[BEGIN]

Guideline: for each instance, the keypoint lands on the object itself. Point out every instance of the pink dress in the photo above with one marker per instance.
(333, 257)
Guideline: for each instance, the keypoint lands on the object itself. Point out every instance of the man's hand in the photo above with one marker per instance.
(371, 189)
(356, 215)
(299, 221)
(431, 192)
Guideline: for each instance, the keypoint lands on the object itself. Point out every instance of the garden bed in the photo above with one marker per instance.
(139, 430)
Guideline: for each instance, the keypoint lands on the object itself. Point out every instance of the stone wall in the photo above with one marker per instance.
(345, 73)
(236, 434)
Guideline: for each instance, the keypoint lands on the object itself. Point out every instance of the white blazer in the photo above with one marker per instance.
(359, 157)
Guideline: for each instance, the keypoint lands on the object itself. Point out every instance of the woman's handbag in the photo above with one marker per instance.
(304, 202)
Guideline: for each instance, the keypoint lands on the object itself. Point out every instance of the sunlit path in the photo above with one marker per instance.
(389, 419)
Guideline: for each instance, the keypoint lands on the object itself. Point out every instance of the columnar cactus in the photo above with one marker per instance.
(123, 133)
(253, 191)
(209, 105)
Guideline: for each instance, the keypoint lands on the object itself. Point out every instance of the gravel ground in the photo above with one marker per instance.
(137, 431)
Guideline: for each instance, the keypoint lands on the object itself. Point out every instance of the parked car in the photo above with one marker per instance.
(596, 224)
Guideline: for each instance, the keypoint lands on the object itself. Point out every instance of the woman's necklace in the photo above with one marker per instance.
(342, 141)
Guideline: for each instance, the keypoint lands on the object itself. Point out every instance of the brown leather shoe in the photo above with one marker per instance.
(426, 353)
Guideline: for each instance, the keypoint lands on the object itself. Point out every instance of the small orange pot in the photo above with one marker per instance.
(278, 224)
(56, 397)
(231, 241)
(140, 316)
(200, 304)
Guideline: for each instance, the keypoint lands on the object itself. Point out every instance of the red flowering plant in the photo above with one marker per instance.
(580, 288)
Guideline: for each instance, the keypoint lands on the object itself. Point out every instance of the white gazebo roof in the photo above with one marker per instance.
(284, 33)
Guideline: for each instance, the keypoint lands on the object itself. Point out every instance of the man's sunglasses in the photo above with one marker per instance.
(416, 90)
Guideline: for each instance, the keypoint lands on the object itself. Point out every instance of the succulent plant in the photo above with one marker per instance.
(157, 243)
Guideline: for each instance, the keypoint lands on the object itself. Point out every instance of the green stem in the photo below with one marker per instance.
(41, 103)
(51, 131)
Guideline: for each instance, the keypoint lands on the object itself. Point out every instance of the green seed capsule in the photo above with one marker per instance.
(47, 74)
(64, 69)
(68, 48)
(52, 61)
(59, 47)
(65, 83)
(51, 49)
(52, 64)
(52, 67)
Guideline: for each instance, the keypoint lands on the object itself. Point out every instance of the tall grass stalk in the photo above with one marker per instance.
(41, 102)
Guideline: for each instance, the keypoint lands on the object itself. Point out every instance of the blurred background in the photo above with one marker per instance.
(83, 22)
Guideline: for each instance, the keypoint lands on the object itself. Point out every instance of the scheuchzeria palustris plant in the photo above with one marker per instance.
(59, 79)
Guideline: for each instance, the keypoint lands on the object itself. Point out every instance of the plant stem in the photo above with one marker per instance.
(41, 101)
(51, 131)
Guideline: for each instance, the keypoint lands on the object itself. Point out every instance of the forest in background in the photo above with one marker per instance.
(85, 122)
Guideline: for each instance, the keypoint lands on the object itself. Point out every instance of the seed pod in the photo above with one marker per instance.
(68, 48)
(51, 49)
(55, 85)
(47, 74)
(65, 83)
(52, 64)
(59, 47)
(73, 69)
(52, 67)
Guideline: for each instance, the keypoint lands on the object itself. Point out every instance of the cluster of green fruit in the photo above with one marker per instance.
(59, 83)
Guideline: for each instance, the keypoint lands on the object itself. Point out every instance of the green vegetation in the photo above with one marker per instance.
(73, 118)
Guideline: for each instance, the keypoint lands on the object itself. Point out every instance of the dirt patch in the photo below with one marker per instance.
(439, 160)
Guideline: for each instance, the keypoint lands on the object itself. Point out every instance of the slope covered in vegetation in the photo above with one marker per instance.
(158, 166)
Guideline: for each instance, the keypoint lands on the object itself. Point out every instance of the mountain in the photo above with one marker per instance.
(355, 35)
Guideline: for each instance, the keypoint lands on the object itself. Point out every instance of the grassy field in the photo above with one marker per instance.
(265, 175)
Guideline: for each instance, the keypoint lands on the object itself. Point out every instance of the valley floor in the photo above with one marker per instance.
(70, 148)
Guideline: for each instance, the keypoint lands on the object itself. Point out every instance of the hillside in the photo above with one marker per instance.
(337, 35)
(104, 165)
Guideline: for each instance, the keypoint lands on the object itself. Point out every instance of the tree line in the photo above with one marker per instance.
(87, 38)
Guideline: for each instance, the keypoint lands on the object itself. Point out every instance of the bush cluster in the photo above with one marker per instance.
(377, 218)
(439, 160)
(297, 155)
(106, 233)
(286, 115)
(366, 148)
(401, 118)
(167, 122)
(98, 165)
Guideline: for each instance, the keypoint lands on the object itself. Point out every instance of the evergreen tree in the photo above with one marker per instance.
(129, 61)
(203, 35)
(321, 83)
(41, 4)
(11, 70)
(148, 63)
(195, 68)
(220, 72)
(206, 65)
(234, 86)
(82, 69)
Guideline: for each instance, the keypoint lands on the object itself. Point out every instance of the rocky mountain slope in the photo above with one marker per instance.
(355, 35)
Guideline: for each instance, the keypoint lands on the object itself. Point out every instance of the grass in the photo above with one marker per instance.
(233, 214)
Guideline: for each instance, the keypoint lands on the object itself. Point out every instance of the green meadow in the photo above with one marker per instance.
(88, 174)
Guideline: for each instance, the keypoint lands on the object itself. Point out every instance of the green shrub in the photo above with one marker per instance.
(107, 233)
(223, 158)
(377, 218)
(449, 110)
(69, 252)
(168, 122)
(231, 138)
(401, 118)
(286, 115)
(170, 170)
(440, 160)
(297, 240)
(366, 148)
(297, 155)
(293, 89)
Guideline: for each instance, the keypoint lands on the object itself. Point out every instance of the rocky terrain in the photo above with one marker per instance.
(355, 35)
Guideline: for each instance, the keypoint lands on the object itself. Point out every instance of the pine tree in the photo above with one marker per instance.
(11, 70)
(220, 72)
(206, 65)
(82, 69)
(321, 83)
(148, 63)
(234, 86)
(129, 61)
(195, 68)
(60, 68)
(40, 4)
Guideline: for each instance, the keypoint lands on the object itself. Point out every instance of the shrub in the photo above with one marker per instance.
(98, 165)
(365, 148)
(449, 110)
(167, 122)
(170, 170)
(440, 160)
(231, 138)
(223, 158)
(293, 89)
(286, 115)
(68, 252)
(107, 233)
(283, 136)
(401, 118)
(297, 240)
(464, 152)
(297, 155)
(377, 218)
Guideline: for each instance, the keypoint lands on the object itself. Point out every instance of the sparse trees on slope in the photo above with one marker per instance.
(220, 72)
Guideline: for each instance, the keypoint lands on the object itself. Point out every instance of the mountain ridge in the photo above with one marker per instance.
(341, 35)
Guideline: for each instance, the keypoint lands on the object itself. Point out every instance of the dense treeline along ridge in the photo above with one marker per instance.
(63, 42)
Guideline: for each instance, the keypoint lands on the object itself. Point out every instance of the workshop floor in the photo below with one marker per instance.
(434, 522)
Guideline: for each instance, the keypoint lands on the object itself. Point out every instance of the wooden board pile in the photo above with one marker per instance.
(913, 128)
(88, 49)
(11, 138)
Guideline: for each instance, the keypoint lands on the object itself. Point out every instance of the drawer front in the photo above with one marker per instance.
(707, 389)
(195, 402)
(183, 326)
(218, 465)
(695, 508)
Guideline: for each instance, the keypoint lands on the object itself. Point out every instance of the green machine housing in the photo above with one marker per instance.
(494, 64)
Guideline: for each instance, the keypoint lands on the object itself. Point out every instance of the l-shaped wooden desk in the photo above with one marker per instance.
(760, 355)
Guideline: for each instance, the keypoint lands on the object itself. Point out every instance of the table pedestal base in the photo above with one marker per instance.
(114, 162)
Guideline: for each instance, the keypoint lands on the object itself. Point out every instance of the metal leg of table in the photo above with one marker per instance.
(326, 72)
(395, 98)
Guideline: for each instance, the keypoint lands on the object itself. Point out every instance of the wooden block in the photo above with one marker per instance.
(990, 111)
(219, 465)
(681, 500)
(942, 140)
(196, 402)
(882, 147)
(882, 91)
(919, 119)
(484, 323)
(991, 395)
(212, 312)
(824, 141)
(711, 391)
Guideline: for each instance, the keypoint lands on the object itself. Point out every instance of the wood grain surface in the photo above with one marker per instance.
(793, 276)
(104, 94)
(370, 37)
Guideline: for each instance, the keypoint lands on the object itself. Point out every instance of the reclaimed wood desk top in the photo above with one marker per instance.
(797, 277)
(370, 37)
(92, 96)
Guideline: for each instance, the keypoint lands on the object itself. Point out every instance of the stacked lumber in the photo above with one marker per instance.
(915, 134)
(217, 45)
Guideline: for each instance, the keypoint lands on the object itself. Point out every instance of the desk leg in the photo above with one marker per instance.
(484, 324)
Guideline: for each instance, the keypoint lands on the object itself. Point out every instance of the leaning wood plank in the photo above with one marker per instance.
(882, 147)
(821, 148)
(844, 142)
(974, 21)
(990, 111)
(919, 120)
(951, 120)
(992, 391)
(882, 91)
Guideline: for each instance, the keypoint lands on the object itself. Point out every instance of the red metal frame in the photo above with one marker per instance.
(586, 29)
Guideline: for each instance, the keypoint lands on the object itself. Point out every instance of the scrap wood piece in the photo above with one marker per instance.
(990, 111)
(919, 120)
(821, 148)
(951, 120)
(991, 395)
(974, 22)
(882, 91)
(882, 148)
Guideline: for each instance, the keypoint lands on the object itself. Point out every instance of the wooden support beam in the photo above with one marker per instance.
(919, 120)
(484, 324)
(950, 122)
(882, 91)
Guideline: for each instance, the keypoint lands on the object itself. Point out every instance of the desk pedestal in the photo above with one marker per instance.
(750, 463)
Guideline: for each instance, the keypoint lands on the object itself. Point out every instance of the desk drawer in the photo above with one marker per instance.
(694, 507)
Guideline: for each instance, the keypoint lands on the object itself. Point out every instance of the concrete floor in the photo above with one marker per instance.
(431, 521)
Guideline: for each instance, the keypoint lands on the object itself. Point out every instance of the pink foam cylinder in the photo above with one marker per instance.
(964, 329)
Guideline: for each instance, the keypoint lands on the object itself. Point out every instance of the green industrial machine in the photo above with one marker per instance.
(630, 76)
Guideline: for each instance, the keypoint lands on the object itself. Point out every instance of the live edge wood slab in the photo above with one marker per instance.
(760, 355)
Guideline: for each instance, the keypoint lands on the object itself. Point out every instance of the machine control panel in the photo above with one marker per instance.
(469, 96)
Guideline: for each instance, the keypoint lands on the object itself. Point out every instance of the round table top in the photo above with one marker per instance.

[END]

### SET TASK
Repeat the line that contains "the green industrial", then every line after it until the records end, with nothing added.

### PROBLEM SOLUTION
Guideline: for each instance, the keypoint lands on the object itself. Point out every instance of the green industrial machine in the photo above with one marker per instance.
(630, 76)
Guideline: for each instance, the keypoint lands on the object itself. Point out every instance of the live edge wood slab in the photo above with one marker per instance.
(760, 355)
Guideline: for each instance, the keypoint lands on the object itself. Point out every instance of the machine control panel in the photo above with one marker per instance.
(469, 96)
Guideline: for each instance, the keypoint lands on the object itself. Point out every instance of the round table top in the photo above with one marker per instance.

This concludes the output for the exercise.